Task statement:
Output all of the entries below precisely as written.

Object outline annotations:
* BEGIN *

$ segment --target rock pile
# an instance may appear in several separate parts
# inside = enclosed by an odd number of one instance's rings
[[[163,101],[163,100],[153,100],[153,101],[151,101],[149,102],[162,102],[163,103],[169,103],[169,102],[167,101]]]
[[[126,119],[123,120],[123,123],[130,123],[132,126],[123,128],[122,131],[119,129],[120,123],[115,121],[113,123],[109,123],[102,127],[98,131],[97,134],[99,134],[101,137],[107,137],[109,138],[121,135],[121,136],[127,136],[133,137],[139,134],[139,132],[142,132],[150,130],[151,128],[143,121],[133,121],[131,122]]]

* END *

Task solution:
$ segment --target rock pile
# an instance may appear in several separate parts
# inside = enclosed by an odd number of one instance's rings
[[[163,101],[163,100],[153,100],[153,101],[151,101],[149,102],[162,102],[163,103],[169,103],[169,102],[167,101]]]
[[[126,119],[123,120],[123,123],[130,123],[132,126],[123,128],[122,131],[119,129],[120,123],[115,121],[113,123],[109,123],[102,127],[98,131],[97,134],[99,134],[101,137],[107,137],[109,138],[121,135],[121,136],[127,136],[133,137],[139,134],[139,132],[142,132],[150,130],[151,128],[143,121],[133,121],[131,122]]]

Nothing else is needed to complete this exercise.